▶ _Instructions to follow_:
Edit the items below so that each "Indicate" reads "Mark" instead, leaving everything else the same.

Location identification entries:
<<<<
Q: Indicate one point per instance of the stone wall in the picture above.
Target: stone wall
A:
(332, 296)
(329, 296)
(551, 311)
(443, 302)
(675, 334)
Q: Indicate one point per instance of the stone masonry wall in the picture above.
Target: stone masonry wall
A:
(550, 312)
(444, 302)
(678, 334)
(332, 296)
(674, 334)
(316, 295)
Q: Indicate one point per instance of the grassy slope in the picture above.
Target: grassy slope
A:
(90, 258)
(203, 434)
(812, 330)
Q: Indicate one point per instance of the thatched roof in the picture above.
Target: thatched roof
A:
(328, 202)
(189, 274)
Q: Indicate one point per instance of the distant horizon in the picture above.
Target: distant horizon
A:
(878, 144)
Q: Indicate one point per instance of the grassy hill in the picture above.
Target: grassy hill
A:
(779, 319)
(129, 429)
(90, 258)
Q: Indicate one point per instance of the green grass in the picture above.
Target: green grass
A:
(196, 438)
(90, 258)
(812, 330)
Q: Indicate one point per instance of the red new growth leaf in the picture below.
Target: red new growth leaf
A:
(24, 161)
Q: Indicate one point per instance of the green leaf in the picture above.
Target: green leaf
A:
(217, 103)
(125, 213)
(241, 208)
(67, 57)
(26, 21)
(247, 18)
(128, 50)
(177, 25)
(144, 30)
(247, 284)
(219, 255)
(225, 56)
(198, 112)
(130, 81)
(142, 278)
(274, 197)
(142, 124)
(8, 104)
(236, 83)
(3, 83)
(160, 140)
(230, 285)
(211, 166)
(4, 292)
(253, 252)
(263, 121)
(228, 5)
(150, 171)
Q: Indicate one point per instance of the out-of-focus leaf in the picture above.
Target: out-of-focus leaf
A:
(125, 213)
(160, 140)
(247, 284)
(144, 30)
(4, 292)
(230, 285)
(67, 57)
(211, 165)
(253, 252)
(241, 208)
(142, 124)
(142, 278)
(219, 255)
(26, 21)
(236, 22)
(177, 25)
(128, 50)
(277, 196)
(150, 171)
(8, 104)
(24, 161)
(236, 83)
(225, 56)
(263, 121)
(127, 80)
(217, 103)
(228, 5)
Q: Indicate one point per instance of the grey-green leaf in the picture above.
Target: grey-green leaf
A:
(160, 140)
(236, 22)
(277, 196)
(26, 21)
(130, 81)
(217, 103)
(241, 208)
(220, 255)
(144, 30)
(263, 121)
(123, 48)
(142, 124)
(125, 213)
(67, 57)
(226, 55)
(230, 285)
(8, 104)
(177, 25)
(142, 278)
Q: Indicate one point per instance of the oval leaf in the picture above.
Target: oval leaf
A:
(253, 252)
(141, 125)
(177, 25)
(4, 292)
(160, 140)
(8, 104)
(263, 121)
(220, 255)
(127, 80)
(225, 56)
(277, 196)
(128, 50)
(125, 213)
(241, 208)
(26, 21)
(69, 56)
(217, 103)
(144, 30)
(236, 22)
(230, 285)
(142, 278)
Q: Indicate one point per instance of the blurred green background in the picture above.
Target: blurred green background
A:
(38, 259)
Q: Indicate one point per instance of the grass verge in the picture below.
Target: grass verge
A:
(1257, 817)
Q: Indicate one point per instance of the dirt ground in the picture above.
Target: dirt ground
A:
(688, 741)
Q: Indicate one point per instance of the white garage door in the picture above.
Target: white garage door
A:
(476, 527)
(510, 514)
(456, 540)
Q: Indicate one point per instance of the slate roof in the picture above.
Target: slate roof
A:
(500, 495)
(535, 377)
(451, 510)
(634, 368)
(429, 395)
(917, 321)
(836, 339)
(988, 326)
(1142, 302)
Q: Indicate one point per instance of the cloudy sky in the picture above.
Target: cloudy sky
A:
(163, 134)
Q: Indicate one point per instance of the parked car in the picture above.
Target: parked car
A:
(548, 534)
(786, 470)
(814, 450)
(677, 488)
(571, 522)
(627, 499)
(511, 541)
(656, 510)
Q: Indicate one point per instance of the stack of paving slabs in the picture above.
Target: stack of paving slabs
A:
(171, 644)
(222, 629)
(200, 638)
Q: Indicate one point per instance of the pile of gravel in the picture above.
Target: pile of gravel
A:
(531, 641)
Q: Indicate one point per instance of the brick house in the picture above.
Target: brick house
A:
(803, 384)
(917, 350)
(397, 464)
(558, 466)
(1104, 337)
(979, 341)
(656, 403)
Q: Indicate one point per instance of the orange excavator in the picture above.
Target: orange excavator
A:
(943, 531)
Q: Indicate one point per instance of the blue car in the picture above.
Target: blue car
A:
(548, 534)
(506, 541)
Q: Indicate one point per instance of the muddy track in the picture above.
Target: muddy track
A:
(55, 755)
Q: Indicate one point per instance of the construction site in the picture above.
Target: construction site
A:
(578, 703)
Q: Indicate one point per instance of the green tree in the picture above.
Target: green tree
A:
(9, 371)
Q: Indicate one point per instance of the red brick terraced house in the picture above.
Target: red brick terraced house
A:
>>>>
▶ _Result of this exercise_:
Q: Mark one point per instance of the stone wall in the picture above.
Target: stone wall
A:
(332, 296)
(329, 296)
(551, 311)
(443, 302)
(675, 334)
Q: Mark one point per instance of the stone masonry wall in the picture above.
Target: stone masonry wall
A:
(550, 312)
(444, 302)
(678, 334)
(332, 296)
(674, 334)
(316, 295)
Q: Mark one point per instance of the grassy slope in the picture above.
Target: grassy slope
A:
(90, 258)
(203, 434)
(812, 330)
Q: Mark one point per instance of the thatched roof in the picture above.
Target: thatched roof
A:
(328, 202)
(189, 274)
Q: Mark one point per instance of the distant horizon in the picture above.
Target: distant horizon
A:
(878, 144)
Q: Mark one point per instance of the grassy hill in the picture above.
Target: grassy hill
A:
(779, 319)
(129, 429)
(90, 258)
Q: Mark one point per instance of the green grass in the picture above.
Target: green grass
A:
(196, 438)
(90, 258)
(812, 330)
Q: Mark one point per instance of the red new growth leaf in the picture below.
Target: red new growth leaf
A:
(24, 161)
Q: Mark one point per instance of the green leaf in the picture above.
Target: green leaf
A:
(217, 103)
(125, 213)
(241, 208)
(67, 57)
(26, 21)
(247, 18)
(128, 50)
(177, 25)
(144, 30)
(247, 284)
(219, 255)
(225, 56)
(198, 112)
(130, 81)
(142, 278)
(274, 197)
(142, 124)
(8, 104)
(236, 83)
(3, 83)
(160, 140)
(230, 285)
(211, 166)
(4, 292)
(253, 252)
(263, 121)
(228, 5)
(150, 171)
Q: Mark one point per instance of the out-of-focus leaf in the picture above.
Target: out-of-focus leaf
A:
(125, 213)
(160, 140)
(247, 284)
(144, 30)
(4, 292)
(230, 285)
(67, 57)
(211, 165)
(253, 252)
(241, 208)
(142, 124)
(142, 278)
(219, 255)
(26, 21)
(236, 22)
(177, 25)
(128, 50)
(277, 196)
(150, 171)
(8, 104)
(24, 161)
(236, 83)
(225, 56)
(263, 121)
(127, 80)
(217, 103)
(228, 5)
Q: Mark one point per instance of the grey-green leaf in the picture above.
Target: grey-green leaf
A:
(160, 140)
(236, 22)
(277, 196)
(26, 21)
(130, 81)
(217, 103)
(241, 208)
(220, 255)
(144, 30)
(263, 121)
(123, 48)
(142, 124)
(125, 213)
(67, 57)
(226, 55)
(230, 285)
(8, 104)
(177, 25)
(142, 278)
Q: Mark one point per instance of the oval leaf in the picture above.
Target: oval leaf
A:
(253, 252)
(141, 125)
(177, 25)
(4, 292)
(160, 140)
(8, 104)
(263, 121)
(220, 255)
(127, 80)
(225, 56)
(277, 196)
(128, 50)
(125, 213)
(241, 208)
(26, 21)
(69, 56)
(217, 103)
(144, 30)
(236, 22)
(230, 285)
(142, 278)
Q: Mark one point per instance of the blurred green background in the picture above.
Target: blurred green background
A:
(38, 259)
Q: Mark one point per instance of the grass verge in the picture below.
Target: grass verge
A:
(1257, 817)
Q: Mark one point per instance of the dirt ground in the picture above.
Target: dirt ground
A:
(688, 741)
Q: Mark one point per instance of the white garage door in the picture above.
Target: white garage door
A:
(476, 527)
(510, 514)
(456, 540)
Q: Mark one point per instance of the slate roof in the picture above.
Target: slate roof
A:
(500, 495)
(535, 377)
(451, 510)
(634, 368)
(429, 395)
(917, 321)
(836, 339)
(988, 326)
(1142, 302)
Q: Mark one point per instance of the cloudy sky in the picture above.
Target: cloudy sky
A:
(163, 134)
Q: Mark one point per instance of the parked car in the picture above.
Target: parked car
A:
(548, 534)
(786, 470)
(814, 450)
(677, 488)
(571, 522)
(627, 499)
(511, 541)
(656, 510)
Q: Mark one point per instance of the stack of paving slabs in the picture above.
Target: stack of paving slabs
A:
(171, 644)
(222, 629)
(200, 638)
Q: Mark one point per instance of the pile of gravel in the picture above.
Target: pile of gravel
A:
(531, 641)
Q: Mark one point per instance of the brick house in the picture above.
Target: brick house
A:
(803, 384)
(917, 350)
(397, 464)
(558, 466)
(1104, 337)
(979, 341)
(656, 403)
Q: Mark one point per instance of the orange excavator in the picture above.
Target: orange excavator
A:
(943, 531)
Q: Mark one point per instance of the blue car in the picture above.
Target: blue car
A:
(548, 534)
(506, 541)
Q: Mark one point per instance of the muddy track in the picture above.
Target: muddy track
A:
(55, 755)
Q: Mark one point per instance of the construction site in the picture above.
Target: construction site
A:
(578, 703)
Q: Mark one point per instance of the green tree in the picture above.
Target: green tree
A:
(9, 371)
Q: Mark one point per instance of the red brick terraced house in the picture above.
Target: red brick terraced house
A:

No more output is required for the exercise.